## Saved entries

+--

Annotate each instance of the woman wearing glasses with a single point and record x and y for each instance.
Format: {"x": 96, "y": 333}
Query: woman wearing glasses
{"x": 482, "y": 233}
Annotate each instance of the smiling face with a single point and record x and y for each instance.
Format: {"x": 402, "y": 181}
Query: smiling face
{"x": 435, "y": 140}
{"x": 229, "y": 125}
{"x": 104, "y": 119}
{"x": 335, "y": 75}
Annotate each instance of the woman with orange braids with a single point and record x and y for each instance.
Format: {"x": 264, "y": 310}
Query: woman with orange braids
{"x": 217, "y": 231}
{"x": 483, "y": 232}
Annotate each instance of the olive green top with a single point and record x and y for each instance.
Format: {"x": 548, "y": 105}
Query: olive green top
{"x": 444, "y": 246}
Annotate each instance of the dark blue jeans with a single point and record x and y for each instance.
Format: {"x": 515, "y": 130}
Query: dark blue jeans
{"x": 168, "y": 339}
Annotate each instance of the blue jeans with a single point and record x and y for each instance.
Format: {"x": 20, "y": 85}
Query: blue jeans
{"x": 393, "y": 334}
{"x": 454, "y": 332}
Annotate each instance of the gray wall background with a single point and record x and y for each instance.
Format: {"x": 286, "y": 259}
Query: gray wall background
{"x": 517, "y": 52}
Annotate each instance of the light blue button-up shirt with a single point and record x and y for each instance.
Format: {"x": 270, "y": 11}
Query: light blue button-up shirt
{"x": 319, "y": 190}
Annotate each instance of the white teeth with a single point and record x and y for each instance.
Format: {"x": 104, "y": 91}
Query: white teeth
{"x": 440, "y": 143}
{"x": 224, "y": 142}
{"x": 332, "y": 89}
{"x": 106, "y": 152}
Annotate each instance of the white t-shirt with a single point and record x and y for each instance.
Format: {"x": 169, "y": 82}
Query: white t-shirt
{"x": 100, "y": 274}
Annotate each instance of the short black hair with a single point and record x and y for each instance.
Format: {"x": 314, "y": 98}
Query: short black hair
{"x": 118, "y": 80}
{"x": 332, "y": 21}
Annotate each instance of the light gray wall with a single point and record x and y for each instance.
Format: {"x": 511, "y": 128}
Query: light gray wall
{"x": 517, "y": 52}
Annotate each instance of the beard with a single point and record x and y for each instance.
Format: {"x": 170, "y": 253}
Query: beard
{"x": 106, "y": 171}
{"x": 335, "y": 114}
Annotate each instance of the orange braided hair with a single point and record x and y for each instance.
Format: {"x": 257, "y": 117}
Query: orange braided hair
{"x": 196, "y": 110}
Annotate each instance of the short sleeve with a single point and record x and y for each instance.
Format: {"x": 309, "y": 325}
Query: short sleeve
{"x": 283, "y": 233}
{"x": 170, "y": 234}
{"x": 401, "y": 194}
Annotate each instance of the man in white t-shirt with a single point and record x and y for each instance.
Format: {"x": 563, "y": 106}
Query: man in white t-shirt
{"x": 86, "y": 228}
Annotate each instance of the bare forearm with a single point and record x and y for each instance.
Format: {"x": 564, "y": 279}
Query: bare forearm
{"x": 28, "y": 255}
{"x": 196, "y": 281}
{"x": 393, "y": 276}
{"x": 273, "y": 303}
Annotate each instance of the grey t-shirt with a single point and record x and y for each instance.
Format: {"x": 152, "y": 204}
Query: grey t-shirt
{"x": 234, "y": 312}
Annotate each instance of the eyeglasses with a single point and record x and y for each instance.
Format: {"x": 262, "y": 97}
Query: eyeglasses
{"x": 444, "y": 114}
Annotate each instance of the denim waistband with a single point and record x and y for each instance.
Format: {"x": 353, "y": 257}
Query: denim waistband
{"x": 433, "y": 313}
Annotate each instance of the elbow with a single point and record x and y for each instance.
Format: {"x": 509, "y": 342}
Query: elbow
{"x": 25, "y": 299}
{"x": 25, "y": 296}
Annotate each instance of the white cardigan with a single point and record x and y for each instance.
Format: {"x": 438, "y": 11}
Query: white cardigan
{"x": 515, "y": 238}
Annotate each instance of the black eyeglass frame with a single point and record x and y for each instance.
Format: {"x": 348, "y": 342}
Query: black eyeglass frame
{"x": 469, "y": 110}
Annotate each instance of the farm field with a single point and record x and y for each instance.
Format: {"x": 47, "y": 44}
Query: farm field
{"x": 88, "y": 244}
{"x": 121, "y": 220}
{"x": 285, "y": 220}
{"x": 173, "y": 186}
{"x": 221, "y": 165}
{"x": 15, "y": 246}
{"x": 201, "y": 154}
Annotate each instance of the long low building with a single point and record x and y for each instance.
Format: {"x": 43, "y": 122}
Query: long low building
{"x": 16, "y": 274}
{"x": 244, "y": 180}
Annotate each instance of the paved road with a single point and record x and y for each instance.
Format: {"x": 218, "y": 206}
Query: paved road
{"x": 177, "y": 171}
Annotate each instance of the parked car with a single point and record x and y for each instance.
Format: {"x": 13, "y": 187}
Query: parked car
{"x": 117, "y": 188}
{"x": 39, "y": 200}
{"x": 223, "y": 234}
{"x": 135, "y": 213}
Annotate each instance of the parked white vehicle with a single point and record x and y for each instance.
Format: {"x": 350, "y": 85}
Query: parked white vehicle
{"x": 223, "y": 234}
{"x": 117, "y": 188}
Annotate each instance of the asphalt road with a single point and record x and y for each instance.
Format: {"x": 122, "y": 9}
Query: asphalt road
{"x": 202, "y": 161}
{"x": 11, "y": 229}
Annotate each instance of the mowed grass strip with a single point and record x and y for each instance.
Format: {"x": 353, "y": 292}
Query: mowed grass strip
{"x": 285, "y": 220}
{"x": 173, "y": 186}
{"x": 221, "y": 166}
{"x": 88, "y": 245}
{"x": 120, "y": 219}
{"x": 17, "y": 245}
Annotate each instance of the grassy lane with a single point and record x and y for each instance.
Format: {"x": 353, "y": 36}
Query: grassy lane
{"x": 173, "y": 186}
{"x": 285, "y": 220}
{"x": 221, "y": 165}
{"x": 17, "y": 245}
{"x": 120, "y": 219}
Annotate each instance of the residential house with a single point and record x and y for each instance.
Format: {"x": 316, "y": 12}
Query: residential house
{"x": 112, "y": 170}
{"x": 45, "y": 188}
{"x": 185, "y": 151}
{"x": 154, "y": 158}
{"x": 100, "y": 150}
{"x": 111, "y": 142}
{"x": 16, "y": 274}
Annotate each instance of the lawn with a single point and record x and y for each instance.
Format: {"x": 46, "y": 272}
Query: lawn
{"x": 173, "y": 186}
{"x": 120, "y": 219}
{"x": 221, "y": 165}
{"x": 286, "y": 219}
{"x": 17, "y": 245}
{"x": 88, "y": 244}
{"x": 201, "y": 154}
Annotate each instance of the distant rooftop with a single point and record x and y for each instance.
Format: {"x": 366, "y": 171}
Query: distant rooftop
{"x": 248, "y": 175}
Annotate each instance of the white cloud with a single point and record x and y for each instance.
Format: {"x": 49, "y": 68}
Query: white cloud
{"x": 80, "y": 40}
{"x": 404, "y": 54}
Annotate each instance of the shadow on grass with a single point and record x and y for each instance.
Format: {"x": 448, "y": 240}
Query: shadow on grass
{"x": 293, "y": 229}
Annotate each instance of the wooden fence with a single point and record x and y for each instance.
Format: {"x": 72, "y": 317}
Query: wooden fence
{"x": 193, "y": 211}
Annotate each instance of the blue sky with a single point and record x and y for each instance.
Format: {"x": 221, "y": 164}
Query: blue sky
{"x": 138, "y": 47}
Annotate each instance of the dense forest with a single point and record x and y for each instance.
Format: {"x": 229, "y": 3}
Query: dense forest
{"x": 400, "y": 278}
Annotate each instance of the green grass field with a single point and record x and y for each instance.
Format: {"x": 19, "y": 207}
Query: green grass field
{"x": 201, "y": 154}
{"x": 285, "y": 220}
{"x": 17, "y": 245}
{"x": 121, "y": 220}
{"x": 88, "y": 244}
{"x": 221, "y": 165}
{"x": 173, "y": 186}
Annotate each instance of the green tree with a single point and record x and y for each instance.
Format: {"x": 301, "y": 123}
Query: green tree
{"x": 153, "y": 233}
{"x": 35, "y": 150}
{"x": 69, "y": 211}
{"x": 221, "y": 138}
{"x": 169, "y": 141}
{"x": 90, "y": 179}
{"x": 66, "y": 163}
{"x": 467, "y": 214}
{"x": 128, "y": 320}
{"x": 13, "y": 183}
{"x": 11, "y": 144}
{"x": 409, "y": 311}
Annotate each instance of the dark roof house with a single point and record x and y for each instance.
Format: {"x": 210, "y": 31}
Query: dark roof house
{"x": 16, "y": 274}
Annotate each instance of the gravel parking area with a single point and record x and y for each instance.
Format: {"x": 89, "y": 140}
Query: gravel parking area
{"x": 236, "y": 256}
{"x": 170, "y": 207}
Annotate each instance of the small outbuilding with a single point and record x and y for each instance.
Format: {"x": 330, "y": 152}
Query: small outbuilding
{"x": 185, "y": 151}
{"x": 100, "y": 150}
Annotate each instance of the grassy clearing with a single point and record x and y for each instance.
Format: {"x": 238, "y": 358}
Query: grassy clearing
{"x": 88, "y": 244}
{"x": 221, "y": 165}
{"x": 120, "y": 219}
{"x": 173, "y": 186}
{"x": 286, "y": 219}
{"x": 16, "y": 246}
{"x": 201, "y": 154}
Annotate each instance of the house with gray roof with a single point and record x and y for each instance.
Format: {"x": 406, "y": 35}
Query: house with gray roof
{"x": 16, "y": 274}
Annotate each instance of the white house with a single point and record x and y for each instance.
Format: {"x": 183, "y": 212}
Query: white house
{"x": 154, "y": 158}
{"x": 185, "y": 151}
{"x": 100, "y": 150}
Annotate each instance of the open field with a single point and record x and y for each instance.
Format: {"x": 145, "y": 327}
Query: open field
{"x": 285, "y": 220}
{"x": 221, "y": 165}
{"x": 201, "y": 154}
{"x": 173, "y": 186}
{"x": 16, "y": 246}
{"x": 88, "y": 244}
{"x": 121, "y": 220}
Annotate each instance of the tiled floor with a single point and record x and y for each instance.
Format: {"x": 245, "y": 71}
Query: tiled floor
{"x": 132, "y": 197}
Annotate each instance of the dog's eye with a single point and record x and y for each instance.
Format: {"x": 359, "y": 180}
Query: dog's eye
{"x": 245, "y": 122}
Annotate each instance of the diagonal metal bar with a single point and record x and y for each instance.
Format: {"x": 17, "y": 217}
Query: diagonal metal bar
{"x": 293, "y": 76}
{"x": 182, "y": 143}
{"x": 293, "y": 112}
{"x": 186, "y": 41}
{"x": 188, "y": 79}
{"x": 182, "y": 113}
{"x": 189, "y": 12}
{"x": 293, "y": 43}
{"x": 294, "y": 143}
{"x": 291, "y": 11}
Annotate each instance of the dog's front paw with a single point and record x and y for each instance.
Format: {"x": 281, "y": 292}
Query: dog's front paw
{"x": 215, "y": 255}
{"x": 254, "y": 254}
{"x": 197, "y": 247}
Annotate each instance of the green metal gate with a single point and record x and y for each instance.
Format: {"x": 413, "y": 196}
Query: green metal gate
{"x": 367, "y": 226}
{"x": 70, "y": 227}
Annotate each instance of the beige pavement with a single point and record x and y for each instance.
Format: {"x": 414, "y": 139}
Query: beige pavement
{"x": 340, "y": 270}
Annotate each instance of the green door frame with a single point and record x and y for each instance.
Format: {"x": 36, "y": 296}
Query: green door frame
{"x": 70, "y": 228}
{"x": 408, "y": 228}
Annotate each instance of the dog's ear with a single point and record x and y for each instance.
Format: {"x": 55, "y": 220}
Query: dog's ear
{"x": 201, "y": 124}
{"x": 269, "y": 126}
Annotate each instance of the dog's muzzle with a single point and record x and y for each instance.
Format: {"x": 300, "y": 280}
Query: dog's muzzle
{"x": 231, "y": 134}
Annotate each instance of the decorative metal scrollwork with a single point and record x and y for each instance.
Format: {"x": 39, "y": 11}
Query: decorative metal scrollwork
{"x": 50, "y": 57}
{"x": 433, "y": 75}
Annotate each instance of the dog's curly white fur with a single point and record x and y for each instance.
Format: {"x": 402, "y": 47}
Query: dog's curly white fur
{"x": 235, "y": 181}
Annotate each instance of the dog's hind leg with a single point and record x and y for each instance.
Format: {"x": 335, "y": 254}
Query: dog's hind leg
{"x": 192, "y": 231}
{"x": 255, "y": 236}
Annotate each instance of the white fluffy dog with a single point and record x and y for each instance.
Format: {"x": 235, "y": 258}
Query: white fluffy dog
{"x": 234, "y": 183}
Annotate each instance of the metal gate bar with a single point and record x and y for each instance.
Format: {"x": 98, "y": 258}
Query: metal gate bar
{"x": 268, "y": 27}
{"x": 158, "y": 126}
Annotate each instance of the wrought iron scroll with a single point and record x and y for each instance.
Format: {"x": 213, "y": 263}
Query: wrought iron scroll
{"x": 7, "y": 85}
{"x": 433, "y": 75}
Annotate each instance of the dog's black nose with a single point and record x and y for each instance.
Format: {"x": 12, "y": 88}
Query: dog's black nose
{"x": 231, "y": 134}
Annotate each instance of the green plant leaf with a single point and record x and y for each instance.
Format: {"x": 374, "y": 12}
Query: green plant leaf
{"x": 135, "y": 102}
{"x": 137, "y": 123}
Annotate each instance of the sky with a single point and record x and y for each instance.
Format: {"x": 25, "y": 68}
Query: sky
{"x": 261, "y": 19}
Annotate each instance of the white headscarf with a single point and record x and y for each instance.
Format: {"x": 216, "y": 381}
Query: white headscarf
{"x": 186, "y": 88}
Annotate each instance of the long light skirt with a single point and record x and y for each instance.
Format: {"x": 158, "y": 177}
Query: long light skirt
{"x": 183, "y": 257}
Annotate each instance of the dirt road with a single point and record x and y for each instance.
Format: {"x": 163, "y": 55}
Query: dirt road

+--

## AIM OF THE TASK
Reproduce each line of the entries in which the word "dirt" is found.

## RESULT OF THE EXERCISE
Annotate each instance of the dirt road with a single point and record x and y for each instance.
Query: dirt road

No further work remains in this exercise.